Protein molecules are inherently dynamic, and their functionality depends on these movements. While predicting simple conformational changes is possible with short molecular dynamics (MD) simulations, it is difficult to predict large-scale conformational transitions that are essential for biological function. Current methods like atomistic MD simulations, even with enhanced sampling techniques, are resource-intensive and rely on prior knowledge of the transition pathway. Specifically, they depend on well-defined collective variables (CVs), which are mathematical functions that simplify the system’s behavior. The project also faces the challenge of predicting unknown protein conformations and uncovering novel pathways.

Why is this project particularly interesting for BioExcel?

The release of AlphaFold2 (AF2) and its database has revolutionized protein structure research by making over 200 million predicted structures available. This has opened up the possibility of understanding protein conformations on an unprecedented scale. By combining AF2 with new tools that can predict ensembles of conformational structures (like AF-Cluster and AlphaFlow) and incorporating coevolutionary data, this project has the potential to uncover previously unexplored alternative conformations and unearth novel transition pathways. The goal is to create a comprehensive dataset of conformational transition trajectories and establish an ontology of protein conformational movements, offering valuable insights into the full range of protein transitions.

▸ TASKS TO COMPLETE:
1 - Answer these from the project description:
(a) What are collective variables (CVs)?
(b) How many predicted structures did AlphaFold2 and its database make available?
(c) Which two tools are named as able to predict ensembles of conformational structures?
2 - Reproduce a passage of the project description word for word. Begin at the words "The release of" and stop after "of protein transitions.".
3 - Does each statement agree with the project description? Answer yes or no, and quote the words that decide it.
(a) Short molecular dynamics simulations can predict simple conformational changes.
(b) Atomistic MD simulations with enhanced sampling work without prior knowledge of the transition pathway.
(c) One goal of the project is an ontology of protein conformational movements.
Use only the project description to answer.

▸ ENTRIES SHOWN:
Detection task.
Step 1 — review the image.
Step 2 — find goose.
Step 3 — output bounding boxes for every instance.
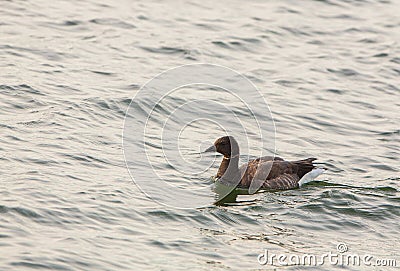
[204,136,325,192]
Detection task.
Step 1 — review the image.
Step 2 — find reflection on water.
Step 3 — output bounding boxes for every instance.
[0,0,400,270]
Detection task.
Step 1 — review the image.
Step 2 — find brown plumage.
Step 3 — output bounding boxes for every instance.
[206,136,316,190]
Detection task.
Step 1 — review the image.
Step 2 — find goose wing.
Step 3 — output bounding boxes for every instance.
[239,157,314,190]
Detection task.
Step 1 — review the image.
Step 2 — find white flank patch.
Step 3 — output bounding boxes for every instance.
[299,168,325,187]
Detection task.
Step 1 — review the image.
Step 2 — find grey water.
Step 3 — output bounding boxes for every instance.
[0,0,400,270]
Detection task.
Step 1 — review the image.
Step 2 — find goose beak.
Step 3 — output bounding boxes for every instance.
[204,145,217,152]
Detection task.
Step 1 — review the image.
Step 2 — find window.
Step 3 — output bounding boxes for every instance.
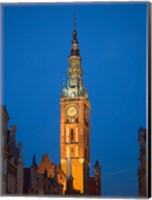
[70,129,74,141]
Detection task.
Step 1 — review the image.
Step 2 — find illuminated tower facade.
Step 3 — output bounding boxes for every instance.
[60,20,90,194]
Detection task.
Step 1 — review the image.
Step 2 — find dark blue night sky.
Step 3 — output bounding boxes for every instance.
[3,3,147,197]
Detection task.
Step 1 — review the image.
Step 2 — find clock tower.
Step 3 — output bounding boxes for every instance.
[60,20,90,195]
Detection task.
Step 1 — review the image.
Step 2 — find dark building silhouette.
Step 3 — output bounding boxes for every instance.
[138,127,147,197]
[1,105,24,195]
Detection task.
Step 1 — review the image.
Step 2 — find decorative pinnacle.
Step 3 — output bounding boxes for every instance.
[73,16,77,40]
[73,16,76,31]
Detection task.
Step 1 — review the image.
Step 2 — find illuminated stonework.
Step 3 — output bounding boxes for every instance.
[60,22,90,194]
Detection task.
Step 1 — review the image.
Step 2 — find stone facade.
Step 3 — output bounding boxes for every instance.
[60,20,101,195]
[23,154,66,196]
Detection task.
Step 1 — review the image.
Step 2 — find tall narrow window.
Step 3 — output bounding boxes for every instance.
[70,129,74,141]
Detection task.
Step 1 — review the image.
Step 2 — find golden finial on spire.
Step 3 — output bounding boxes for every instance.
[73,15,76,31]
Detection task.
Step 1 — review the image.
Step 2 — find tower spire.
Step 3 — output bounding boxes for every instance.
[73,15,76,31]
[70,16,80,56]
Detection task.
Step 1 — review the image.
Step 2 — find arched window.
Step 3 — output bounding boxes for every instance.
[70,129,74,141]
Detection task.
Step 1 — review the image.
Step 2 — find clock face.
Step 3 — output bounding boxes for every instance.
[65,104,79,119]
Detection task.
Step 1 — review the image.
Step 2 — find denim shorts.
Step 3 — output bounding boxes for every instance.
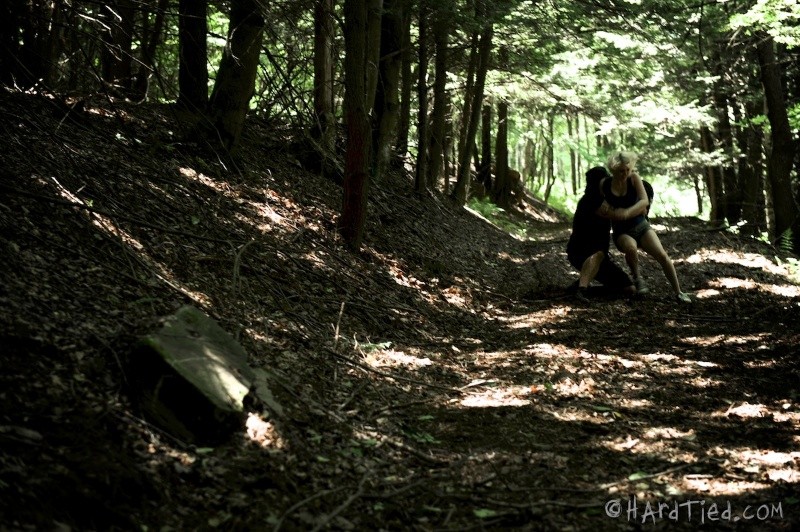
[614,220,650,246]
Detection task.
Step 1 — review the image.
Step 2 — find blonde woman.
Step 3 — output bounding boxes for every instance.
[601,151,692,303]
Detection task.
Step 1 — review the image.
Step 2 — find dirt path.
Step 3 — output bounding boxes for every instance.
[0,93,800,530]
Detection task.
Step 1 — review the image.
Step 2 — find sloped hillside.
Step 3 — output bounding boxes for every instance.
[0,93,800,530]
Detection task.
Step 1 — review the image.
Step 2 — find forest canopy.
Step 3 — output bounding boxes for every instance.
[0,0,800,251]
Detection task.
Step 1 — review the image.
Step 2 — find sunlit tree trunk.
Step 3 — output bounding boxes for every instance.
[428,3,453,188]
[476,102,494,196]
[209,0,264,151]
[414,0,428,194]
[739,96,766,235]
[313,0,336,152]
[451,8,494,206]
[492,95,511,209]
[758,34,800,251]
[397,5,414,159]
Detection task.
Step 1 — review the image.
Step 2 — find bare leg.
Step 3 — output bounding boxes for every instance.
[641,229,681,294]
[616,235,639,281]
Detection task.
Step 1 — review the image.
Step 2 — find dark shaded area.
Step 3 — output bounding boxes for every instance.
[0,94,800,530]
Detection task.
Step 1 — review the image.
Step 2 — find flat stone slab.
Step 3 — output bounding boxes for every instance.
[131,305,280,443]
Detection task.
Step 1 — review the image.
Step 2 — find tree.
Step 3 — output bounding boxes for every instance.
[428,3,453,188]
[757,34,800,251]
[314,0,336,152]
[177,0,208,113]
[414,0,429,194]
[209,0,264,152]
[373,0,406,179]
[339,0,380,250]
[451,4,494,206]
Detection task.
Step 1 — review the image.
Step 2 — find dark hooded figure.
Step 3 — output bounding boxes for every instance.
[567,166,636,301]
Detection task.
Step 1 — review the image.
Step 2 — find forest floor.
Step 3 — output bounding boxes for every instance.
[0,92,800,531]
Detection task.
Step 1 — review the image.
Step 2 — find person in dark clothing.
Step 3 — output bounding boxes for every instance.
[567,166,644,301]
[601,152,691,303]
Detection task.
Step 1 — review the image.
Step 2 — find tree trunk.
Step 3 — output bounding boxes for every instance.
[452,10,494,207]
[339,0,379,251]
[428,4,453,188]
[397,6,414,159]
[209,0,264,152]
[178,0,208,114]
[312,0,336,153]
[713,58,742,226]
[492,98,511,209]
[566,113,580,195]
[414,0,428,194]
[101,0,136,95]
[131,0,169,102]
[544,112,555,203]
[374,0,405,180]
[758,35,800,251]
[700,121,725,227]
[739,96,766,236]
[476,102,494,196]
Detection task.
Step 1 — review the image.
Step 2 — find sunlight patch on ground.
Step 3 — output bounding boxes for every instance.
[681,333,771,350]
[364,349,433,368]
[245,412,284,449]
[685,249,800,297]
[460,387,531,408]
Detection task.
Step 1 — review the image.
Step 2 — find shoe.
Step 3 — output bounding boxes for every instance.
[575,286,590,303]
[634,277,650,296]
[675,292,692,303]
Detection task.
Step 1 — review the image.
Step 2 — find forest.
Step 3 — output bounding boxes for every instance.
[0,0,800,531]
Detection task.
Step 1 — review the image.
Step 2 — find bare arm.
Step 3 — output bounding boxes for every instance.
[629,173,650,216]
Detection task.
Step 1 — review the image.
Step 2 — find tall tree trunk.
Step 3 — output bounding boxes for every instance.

▸ TASK SOLUTIONS:
1 -
(a) Mathematical functions that simplify the system's behavior.
(b) Over 200 million.
(c) AF-Cluster and AlphaFlow.

2 -
The release of AlphaFold2 (AF2) and its database has revolutionized protein structure research by making over 200 million predicted structures available. This has opened up the possibility of understanding protein conformations on an unprecedented scale. By combining AF2 with new tools that can predict ensembles of conformational structures (like AF-Cluster and AlphaFlow) and incorporating coevolutionary data, this project has the potential to uncover previously unexplored alternative conformations and unearth novel transition pathways. The goal is to create a comprehensive dataset of conformational transition trajectories and establish an ontology of protein conformational movements, offering valuable insights into the full range of protein transitions.

3 -
(a) Yes: "predicting simple conformational changes is possible with short molecular dynamics (MD) simulations"
(b) No: "are resource-intensive and rely on prior knowledge of the transition pathway"
(c) Yes: "establish an ontology of protein conformational movements"